DOCUMENT EXTRACT.
▼

MANHASSET, NY The 2010 Intel Science Talent Search has announced the ten top awards from the 40 high school senior finalists in the yearly talent search event.
Erika DeBenedictis, 18, of Albuquerque, N.M., won $100,000 for the top award for developing a software navigation system to help improve spacecraft travel through the solar system.
The Intel Foundation honored DeBenedictis for describing how the gravity and movement of planets create "easy transit routes," which will ultimately help spacecraft move faster and with less fuel.
David Liu, 18, of Saratoga, Calif., won second place and $75,000 for his work to develop a system to recognize and understand digital images. Aerial images have already been examined using his system to identify hazards to buried oil pipelines and could also be used to enable unmanned aerial vehicles and Web-based image searches.
Third place honors and $50,000 went to Akhil Mathew, 18, of Madison, N.J., for his math project on Deligne categories, a setting for studying a wide range of algebraic structures with ties to theoretical physics.
Other top honors from the competition include:
Fourth Place: Lynnelle Ye, 18, Palo Alto, Calif., received a $40,000 award for her project that provided strategies for winning at a computer game titled "Graph Chomp."
Fifth Place: Eric Brooks, 16, Hewlett, N.Y., received a $30,000 award for his research studying racial genetic factors that may affect the spread of prostate cancer.
Sixth Place: John Capodilupo, 18, of Grand Rapids, Mich., received a $25,000 award for his project that used cluster analysis of objects in the night sky to study the structure and evolution of the early universe.
Seventh Place: Benjamen Sun, 17, of Grand Forks, N.D., received a $25,000 award for his work studying how sand, dust and other debris on city streets can adsorb pollutants from rain and, thus, contaminate city water sources.
Eighth Place: Katherine Rudolph, 18, of Naperville, Ill., received a $20,000 award for her math project that investigated dense packing of identical spheres, the results of which can be used in fields from chemistry to cryptology.
Ninth Place: Yale Fan, 18, of Beaverton, Ore., received a $20,000 award for his research that demonstrated the advantages of quantum computing in performing difficult computations.
Tenth Place: Linda Zhou, 18, of River Edge, N.J., received a $20,000 award for her project that researched how to reverse drug resistance in breast cancer cells.
Of the 1,736 high school seniors who entered the Intel Science Talent Search 2010, 300 were announced as semifinalists in January. Of those, 40 were chosen as finalists and invited to Washington, D.C., to compete for the top 10 awards.
The remaining 30 finalists each received at least $7,500 in awards.
Ongoing updates about the Intel Science Talent Search 2010 can be followed on the Facebook group.
"These 40 Intel Science Talent Search finalists demonstrate that we have the capability in this country to cultivate the next generation of innovators, scientists and entrepreneurs," said Intel President and CEO Paul Otellini, in a statement.

▲

Natural language region descriptions.
▼

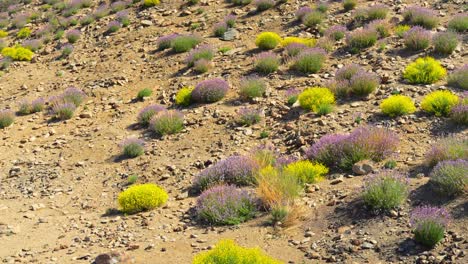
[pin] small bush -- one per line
(449, 148)
(459, 23)
(349, 4)
(226, 251)
(133, 147)
(385, 191)
(249, 116)
(24, 33)
(184, 43)
(234, 170)
(424, 71)
(421, 16)
(167, 122)
(18, 53)
(305, 171)
(184, 96)
(429, 224)
(314, 98)
(73, 35)
(400, 30)
(459, 78)
(309, 60)
(210, 91)
(267, 40)
(252, 87)
(449, 178)
(397, 105)
(145, 92)
(225, 205)
(445, 42)
(6, 118)
(439, 103)
(267, 62)
(147, 113)
(417, 38)
(150, 3)
(263, 5)
(142, 197)
(361, 39)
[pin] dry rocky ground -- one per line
(59, 180)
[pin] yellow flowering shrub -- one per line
(227, 251)
(306, 171)
(425, 71)
(439, 103)
(397, 105)
(142, 197)
(315, 98)
(267, 40)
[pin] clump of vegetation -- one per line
(226, 251)
(385, 191)
(459, 78)
(449, 148)
(429, 224)
(147, 113)
(267, 62)
(417, 38)
(249, 116)
(361, 39)
(421, 16)
(234, 170)
(132, 147)
(309, 60)
(167, 122)
(449, 177)
(316, 98)
(459, 23)
(142, 197)
(267, 40)
(252, 87)
(145, 92)
(225, 205)
(363, 143)
(424, 71)
(445, 42)
(6, 118)
(210, 91)
(397, 105)
(440, 103)
(184, 96)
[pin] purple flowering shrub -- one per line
(449, 148)
(417, 38)
(132, 147)
(226, 205)
(450, 178)
(345, 150)
(210, 91)
(234, 170)
(384, 191)
(429, 224)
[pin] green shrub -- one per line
(142, 197)
(397, 105)
(267, 40)
(385, 191)
(184, 96)
(439, 103)
(315, 98)
(226, 251)
(424, 71)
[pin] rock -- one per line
(363, 167)
(230, 34)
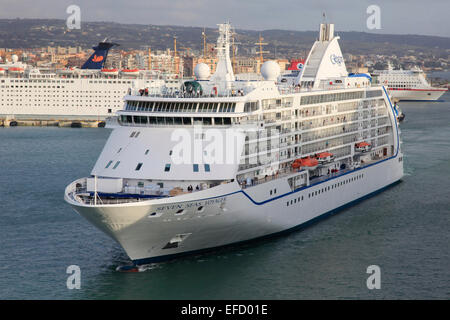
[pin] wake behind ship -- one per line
(228, 161)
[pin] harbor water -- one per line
(403, 230)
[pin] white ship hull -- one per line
(417, 94)
(230, 215)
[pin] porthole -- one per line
(180, 212)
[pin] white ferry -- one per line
(168, 183)
(91, 92)
(408, 84)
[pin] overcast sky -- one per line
(397, 16)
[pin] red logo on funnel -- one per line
(97, 58)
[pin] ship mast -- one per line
(204, 43)
(224, 70)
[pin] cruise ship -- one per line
(91, 92)
(408, 84)
(228, 161)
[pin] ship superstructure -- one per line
(91, 92)
(229, 160)
(408, 84)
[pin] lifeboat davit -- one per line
(131, 72)
(363, 147)
(113, 72)
(306, 163)
(324, 157)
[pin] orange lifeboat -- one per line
(363, 147)
(110, 71)
(131, 72)
(15, 69)
(324, 157)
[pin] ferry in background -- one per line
(408, 84)
(91, 92)
(293, 72)
(229, 161)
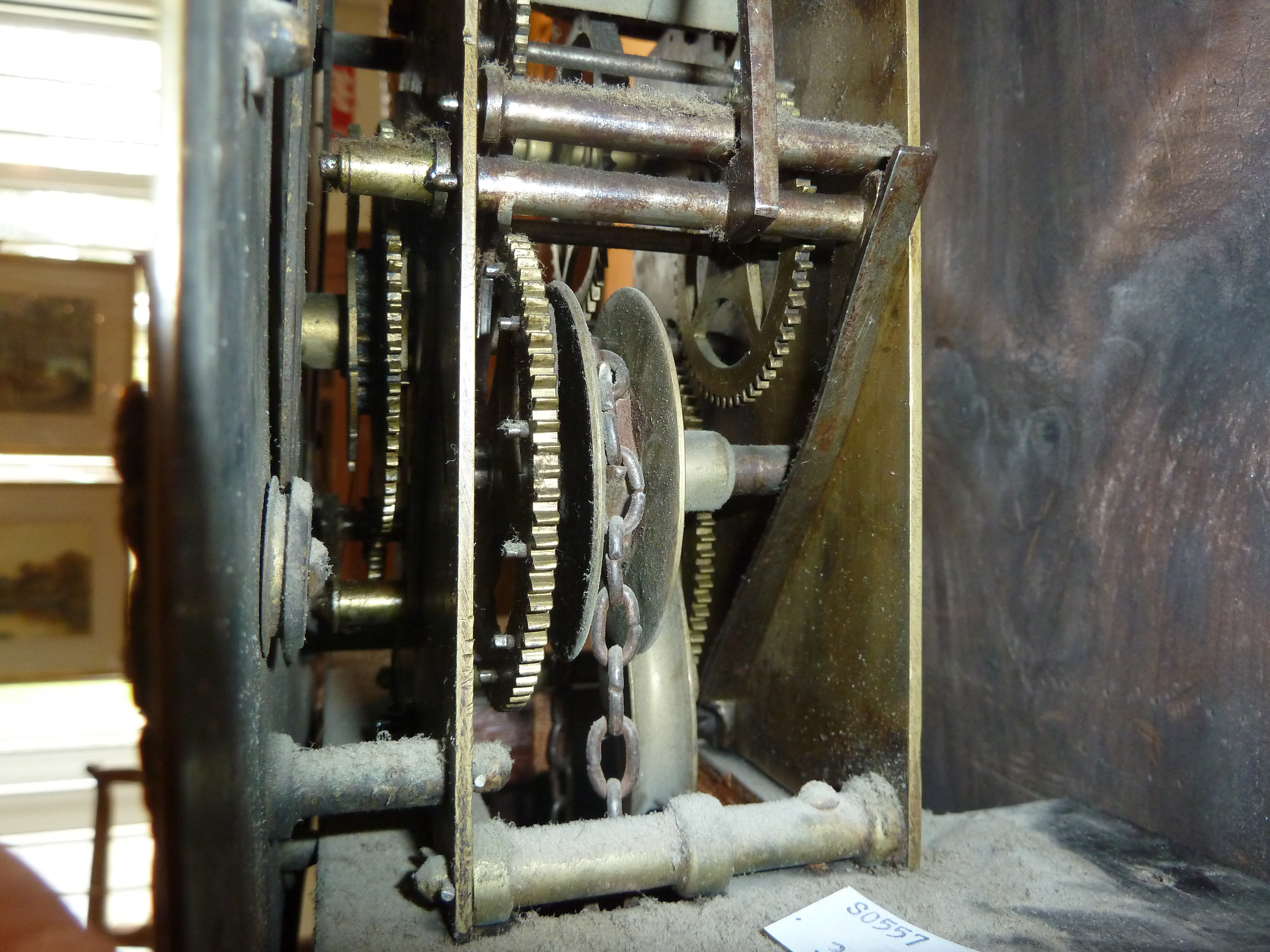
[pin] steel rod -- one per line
(638, 239)
(512, 186)
(383, 775)
(587, 60)
(695, 845)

▲

WORK TO COMPLETE.
Copy out the part of the Intel Science Talent Search article starting at "Fifth Place: Eric" and ending at "of prostate cancer.". Work only from the text of the Intel Science Talent Search article.

RESULT OF THIS EXERCISE.
Fifth Place: Eric Brooks, 16, Hewlett, N.Y., received a $30,000 award for his research studying racial genetic factors that may affect the spread of prostate cancer.